Enquanto isso, outras organizações também têm dado o alerta sobre as crescentes ameaças à liberdade de imprensa, inclusive em países considerados entre as democracias mais sólidas do mundo.

No índice da RSF, a região da União Europeia (UE) e dos Bálcãs obteve a pontuação global mais alta, e sua diferença com o resto do mundo continuou aumentando.

Mas um relatório publicado no final de abril pelo grupo União pelas Liberdades Civis na Europa (Liberties) destacou como alguns governos da UE estavam atacando a liberdade de imprensa e enfraquecendo os meios de comunicação independentes.

Esse relatório, baseado no trabalho de 43 grupos de direitos humanos de 21 países, adverte que a liberdade de imprensa está se deteriorando em todo o bloco.

Linhas de um conjunto de dados de marcação de caixas
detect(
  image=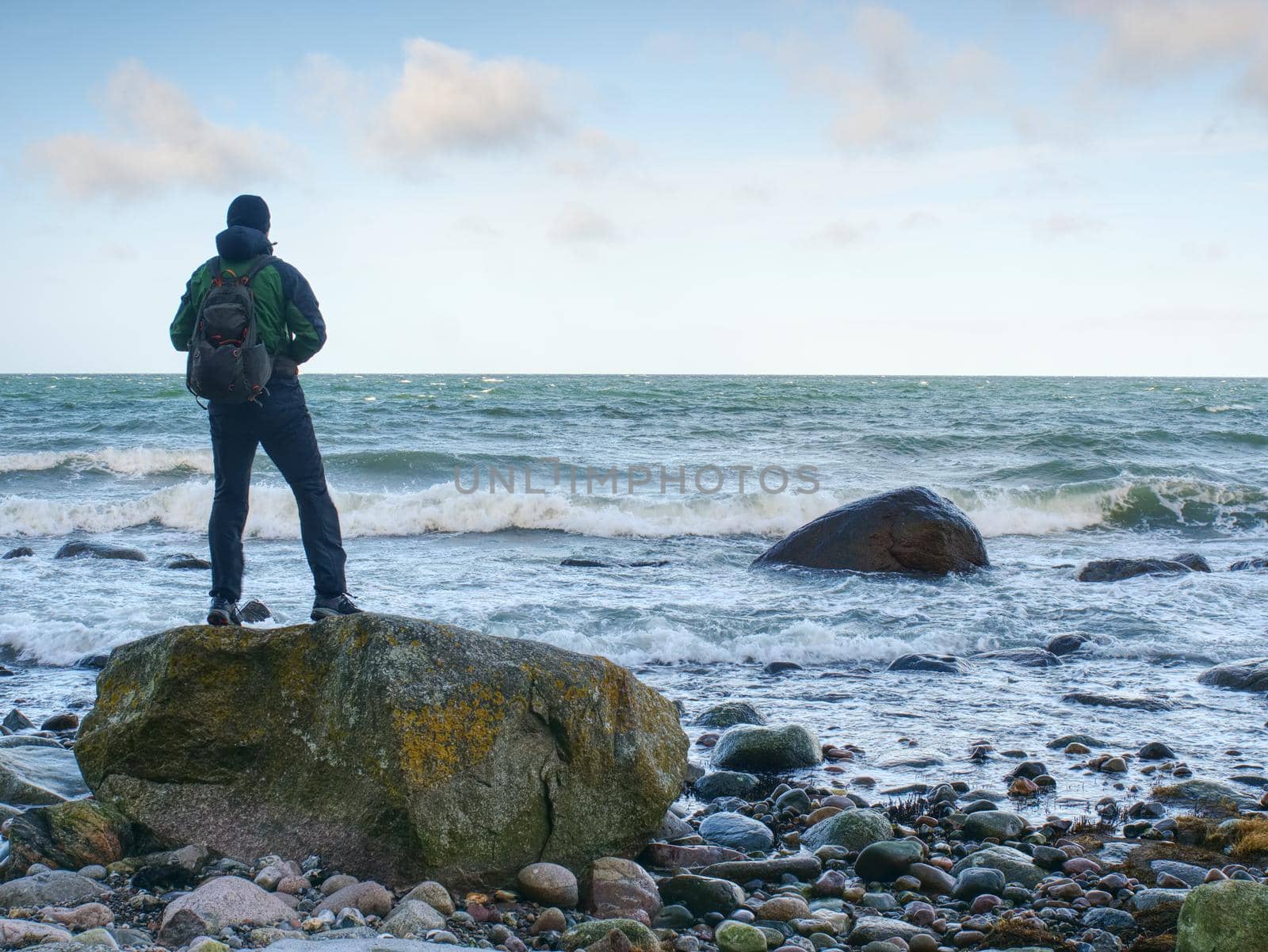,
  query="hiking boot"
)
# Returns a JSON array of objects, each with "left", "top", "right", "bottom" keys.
[
  {"left": 207, "top": 596, "right": 243, "bottom": 628},
  {"left": 311, "top": 595, "right": 361, "bottom": 621}
]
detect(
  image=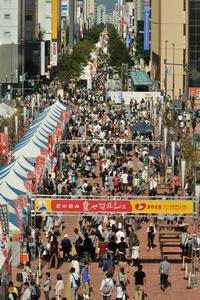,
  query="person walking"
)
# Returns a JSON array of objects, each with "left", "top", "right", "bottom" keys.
[
  {"left": 43, "top": 272, "right": 51, "bottom": 300},
  {"left": 147, "top": 223, "right": 156, "bottom": 251},
  {"left": 117, "top": 267, "right": 129, "bottom": 287},
  {"left": 82, "top": 262, "right": 90, "bottom": 299},
  {"left": 100, "top": 272, "right": 114, "bottom": 300},
  {"left": 49, "top": 235, "right": 59, "bottom": 269},
  {"left": 69, "top": 268, "right": 80, "bottom": 300},
  {"left": 134, "top": 265, "right": 146, "bottom": 300},
  {"left": 159, "top": 256, "right": 170, "bottom": 292},
  {"left": 116, "top": 281, "right": 127, "bottom": 300},
  {"left": 55, "top": 274, "right": 64, "bottom": 300},
  {"left": 61, "top": 234, "right": 72, "bottom": 262},
  {"left": 29, "top": 278, "right": 41, "bottom": 300},
  {"left": 20, "top": 281, "right": 31, "bottom": 300},
  {"left": 131, "top": 238, "right": 140, "bottom": 267}
]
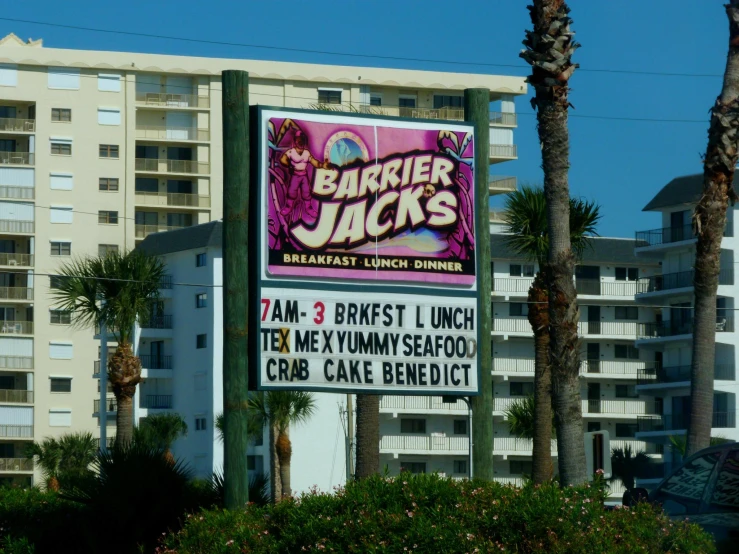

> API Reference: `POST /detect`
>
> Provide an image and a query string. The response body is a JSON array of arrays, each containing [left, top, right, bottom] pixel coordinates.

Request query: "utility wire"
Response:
[[0, 17, 723, 78]]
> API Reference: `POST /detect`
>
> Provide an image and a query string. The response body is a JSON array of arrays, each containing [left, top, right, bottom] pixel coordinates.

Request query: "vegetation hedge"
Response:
[[157, 474, 715, 554]]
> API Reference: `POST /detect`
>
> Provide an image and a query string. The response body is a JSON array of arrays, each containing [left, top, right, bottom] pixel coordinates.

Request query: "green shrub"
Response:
[[157, 474, 714, 554]]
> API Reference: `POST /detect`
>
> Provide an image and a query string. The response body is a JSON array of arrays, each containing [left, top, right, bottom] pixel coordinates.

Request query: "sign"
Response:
[[250, 108, 482, 395]]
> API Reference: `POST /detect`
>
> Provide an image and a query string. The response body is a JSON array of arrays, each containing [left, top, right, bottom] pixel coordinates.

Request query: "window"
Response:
[[49, 310, 72, 325], [49, 173, 74, 190], [98, 177, 118, 192], [98, 144, 119, 159], [511, 381, 534, 396], [49, 377, 72, 392], [613, 344, 639, 360], [98, 210, 118, 225], [616, 267, 639, 281], [51, 241, 72, 256], [51, 139, 72, 156], [48, 67, 80, 90], [318, 89, 341, 104], [510, 460, 532, 475], [49, 206, 74, 223], [616, 423, 639, 438], [454, 460, 467, 475], [98, 108, 121, 125], [454, 419, 467, 435], [98, 244, 118, 258], [400, 418, 426, 433], [616, 306, 639, 320], [98, 73, 121, 92], [51, 108, 72, 123]]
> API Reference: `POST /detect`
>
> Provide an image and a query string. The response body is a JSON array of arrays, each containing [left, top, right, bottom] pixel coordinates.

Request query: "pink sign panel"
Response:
[[263, 112, 475, 286]]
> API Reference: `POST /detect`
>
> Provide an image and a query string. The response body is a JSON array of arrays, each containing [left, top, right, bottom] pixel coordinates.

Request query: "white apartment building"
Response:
[[0, 34, 526, 484], [635, 174, 739, 485]]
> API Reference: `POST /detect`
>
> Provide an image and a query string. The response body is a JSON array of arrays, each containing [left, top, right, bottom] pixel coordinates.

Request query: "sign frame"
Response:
[[246, 105, 482, 397]]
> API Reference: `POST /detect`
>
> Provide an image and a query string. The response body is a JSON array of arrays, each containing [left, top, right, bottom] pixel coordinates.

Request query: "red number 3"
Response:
[[313, 302, 326, 325]]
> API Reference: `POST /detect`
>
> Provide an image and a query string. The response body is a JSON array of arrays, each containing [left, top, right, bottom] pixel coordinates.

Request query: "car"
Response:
[[624, 442, 739, 552]]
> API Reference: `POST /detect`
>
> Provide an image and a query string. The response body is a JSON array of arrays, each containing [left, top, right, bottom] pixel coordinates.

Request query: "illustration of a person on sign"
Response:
[[280, 130, 329, 218]]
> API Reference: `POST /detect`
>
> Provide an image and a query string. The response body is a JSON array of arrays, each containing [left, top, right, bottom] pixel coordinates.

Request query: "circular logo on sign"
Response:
[[324, 131, 369, 167]]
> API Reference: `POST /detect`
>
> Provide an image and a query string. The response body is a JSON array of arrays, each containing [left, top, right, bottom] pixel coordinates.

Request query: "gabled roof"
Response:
[[136, 221, 223, 256]]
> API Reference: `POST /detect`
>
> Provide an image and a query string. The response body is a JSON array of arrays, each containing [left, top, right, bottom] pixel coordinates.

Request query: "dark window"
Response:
[[616, 306, 639, 320], [400, 419, 426, 433]]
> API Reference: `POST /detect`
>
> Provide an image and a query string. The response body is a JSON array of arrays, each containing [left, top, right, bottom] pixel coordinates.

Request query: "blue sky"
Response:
[[0, 0, 728, 237]]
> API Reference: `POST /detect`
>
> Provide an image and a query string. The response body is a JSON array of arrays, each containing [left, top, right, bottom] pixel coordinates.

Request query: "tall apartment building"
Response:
[[0, 34, 526, 483], [635, 174, 739, 485]]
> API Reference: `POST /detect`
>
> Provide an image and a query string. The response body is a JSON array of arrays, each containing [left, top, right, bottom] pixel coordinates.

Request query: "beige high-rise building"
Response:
[[0, 34, 526, 483]]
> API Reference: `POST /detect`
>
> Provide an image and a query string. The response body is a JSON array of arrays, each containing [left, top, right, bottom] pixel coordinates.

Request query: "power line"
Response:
[[0, 17, 723, 78]]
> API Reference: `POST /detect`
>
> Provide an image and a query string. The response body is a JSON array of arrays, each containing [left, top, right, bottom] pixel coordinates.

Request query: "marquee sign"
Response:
[[250, 107, 482, 395]]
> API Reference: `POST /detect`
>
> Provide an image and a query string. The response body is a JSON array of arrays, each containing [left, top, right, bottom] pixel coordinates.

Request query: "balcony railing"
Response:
[[136, 125, 210, 141], [93, 398, 118, 414], [0, 356, 33, 369], [380, 435, 470, 452], [136, 92, 210, 108], [0, 320, 33, 335], [0, 219, 36, 233], [0, 117, 36, 133], [0, 287, 33, 300], [141, 315, 172, 329], [136, 225, 184, 239], [139, 354, 172, 369], [136, 191, 210, 208], [0, 458, 33, 472], [141, 394, 172, 410], [136, 158, 210, 175], [0, 151, 36, 165], [0, 389, 33, 404], [0, 185, 36, 200], [636, 224, 694, 246], [490, 144, 518, 158], [0, 425, 33, 439], [0, 252, 34, 267]]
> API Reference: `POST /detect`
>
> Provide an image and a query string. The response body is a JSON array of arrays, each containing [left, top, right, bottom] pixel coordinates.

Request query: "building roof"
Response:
[[136, 221, 223, 256], [490, 233, 659, 265], [642, 173, 739, 212]]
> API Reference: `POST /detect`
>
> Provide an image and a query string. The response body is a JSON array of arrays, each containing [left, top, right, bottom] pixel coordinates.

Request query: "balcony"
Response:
[[136, 158, 210, 175], [135, 191, 210, 208], [0, 320, 33, 335], [141, 394, 172, 410], [136, 125, 210, 142], [0, 150, 35, 165], [139, 354, 172, 369], [0, 117, 36, 133], [0, 389, 33, 404], [0, 252, 34, 267], [0, 219, 36, 234], [136, 92, 210, 108], [0, 458, 33, 473], [141, 315, 172, 329], [380, 435, 470, 455]]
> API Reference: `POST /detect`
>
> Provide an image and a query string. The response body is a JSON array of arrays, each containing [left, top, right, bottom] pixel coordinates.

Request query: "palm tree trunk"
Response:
[[521, 0, 587, 486], [355, 394, 380, 479], [528, 269, 553, 484], [686, 0, 739, 456]]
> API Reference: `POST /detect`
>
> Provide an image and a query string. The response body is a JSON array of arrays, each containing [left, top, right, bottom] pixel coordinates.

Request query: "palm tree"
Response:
[[686, 0, 739, 456], [249, 391, 316, 502], [51, 251, 164, 444], [504, 186, 600, 483], [521, 0, 588, 487]]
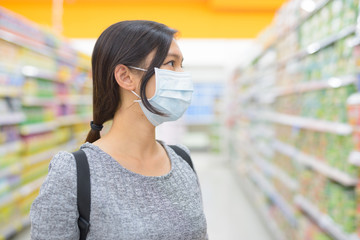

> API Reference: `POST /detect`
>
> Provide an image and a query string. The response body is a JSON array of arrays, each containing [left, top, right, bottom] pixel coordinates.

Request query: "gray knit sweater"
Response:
[[30, 143, 208, 240]]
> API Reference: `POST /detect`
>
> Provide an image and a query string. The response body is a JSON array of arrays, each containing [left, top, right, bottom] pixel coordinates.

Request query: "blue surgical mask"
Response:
[[130, 67, 194, 126]]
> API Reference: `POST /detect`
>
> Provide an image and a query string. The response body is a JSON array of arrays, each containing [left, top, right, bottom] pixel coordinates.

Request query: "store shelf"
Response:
[[238, 164, 286, 240], [58, 95, 93, 105], [349, 151, 360, 167], [0, 216, 30, 240], [294, 195, 359, 240], [56, 114, 91, 127], [22, 96, 57, 106], [277, 0, 331, 41], [269, 75, 357, 97], [0, 177, 46, 210], [249, 166, 297, 227], [0, 112, 26, 126], [279, 26, 356, 65], [22, 140, 77, 166], [0, 29, 55, 58], [0, 141, 22, 156], [0, 86, 22, 97], [20, 121, 58, 136], [273, 140, 358, 187], [244, 112, 353, 136], [246, 146, 299, 191], [21, 66, 59, 81]]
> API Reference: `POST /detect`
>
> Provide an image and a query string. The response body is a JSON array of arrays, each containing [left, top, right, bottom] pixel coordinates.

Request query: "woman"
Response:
[[30, 21, 208, 240]]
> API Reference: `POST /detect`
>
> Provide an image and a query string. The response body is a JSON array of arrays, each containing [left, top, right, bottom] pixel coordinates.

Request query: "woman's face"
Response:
[[146, 40, 184, 98]]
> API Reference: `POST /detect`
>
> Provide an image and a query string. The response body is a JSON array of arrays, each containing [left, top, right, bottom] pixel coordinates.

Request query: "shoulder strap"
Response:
[[73, 150, 91, 240], [169, 145, 195, 172]]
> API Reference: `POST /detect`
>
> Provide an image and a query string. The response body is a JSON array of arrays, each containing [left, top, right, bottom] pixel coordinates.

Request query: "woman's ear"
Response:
[[114, 64, 138, 91]]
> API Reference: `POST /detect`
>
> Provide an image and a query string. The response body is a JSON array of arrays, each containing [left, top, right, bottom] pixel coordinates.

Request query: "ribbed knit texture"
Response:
[[30, 143, 208, 240]]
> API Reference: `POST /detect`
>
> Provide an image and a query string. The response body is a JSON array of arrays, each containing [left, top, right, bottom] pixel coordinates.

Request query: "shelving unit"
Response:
[[227, 0, 360, 240], [0, 7, 92, 239], [295, 195, 359, 240]]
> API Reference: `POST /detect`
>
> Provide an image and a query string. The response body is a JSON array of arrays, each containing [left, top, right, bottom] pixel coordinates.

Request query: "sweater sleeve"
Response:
[[30, 152, 79, 240]]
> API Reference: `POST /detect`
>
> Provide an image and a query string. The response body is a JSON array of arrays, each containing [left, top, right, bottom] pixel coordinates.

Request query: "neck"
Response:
[[99, 104, 158, 159]]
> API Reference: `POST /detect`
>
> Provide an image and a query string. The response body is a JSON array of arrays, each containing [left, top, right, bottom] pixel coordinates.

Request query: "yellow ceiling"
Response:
[[1, 0, 285, 38]]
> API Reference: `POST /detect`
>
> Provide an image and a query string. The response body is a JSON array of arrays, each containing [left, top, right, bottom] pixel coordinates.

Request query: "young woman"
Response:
[[30, 21, 208, 240]]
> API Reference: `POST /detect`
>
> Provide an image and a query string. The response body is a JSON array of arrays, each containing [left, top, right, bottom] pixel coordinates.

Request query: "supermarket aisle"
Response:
[[192, 153, 271, 240], [14, 153, 271, 240]]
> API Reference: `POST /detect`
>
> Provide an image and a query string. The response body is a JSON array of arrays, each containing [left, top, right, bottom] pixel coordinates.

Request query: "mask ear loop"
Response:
[[131, 90, 141, 102]]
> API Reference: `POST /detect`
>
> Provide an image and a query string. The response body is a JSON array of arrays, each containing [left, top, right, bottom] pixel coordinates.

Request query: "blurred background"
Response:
[[0, 0, 360, 240]]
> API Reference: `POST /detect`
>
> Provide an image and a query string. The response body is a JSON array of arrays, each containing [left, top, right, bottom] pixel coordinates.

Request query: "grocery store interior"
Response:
[[0, 0, 360, 240]]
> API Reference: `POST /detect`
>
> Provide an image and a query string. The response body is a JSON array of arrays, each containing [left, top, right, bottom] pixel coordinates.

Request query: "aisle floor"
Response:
[[14, 153, 271, 240]]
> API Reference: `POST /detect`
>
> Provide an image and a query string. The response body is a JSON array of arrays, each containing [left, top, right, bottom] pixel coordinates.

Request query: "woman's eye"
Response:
[[165, 61, 175, 67]]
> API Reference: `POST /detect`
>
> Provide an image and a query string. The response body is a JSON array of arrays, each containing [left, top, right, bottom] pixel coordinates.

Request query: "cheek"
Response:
[[146, 76, 156, 98]]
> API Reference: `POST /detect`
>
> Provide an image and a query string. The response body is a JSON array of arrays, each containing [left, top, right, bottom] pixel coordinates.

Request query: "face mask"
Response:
[[131, 67, 194, 126]]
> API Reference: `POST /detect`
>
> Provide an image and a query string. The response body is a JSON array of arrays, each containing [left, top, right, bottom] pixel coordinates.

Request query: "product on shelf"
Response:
[[228, 0, 360, 240], [0, 7, 92, 239]]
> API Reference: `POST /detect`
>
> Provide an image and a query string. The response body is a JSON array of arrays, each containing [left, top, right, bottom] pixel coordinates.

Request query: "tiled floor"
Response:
[[11, 153, 271, 240]]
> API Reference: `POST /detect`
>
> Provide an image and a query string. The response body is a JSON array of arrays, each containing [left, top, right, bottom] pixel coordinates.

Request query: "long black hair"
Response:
[[86, 20, 177, 143]]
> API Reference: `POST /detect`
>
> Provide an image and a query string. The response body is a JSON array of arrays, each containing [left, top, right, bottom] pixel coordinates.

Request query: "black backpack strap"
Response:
[[73, 150, 91, 240], [169, 145, 195, 172]]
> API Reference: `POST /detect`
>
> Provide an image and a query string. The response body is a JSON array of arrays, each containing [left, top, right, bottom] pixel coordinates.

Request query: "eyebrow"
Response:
[[167, 53, 184, 62]]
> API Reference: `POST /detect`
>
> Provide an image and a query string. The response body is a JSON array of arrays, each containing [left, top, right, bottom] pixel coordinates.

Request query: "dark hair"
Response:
[[86, 20, 176, 143]]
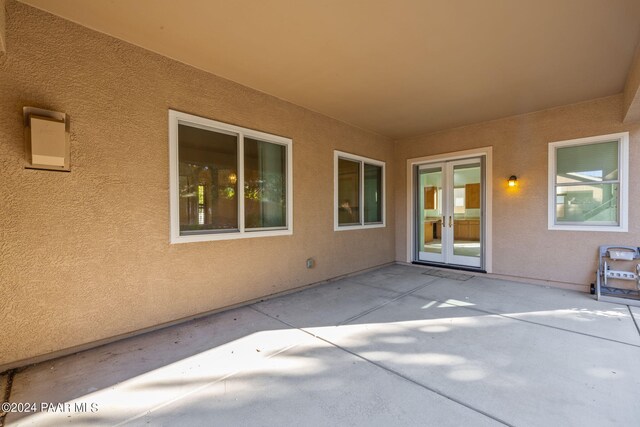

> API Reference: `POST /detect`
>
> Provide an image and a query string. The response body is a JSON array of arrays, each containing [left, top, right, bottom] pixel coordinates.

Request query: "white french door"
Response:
[[415, 157, 485, 268]]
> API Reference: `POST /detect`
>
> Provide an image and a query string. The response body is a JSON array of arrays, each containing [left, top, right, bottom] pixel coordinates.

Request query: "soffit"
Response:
[[17, 0, 640, 138]]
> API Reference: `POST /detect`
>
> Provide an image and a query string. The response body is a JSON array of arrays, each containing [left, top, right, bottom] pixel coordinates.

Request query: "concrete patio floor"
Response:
[[5, 265, 640, 427]]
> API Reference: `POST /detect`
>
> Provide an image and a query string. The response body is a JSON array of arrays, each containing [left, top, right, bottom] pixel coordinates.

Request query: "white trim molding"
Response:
[[333, 150, 387, 231], [406, 147, 493, 273], [169, 110, 293, 244], [547, 132, 629, 233]]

- Tarefa pedida:
Transcreva inteiro, sem mudar nada, o texto sobre as ameaças à liberdade de imprensa.

- Resposta final:
Enquanto isso, outras organizações também têm dado o alerta sobre as crescentes ameaças à liberdade de imprensa, inclusive em países considerados entre as democracias mais sólidas do mundo.

No índice da RSF, a região da União Europeia (UE) e dos Bálcãs obteve a pontuação global mais alta, e sua diferença com o resto do mundo continuou aumentando.

Mas um relatório publicado no final de abril pelo grupo União pelas Liberdades Civis na Europa (Liberties) destacou como alguns governos da UE estavam atacando a liberdade de imprensa e enfraquecendo os meios de comunicação independentes.

Esse relatório, baseado no trabalho de 43 grupos de direitos humanos de 21 países, adverte que a liberdade de imprensa está se deteriorando em todo o bloco.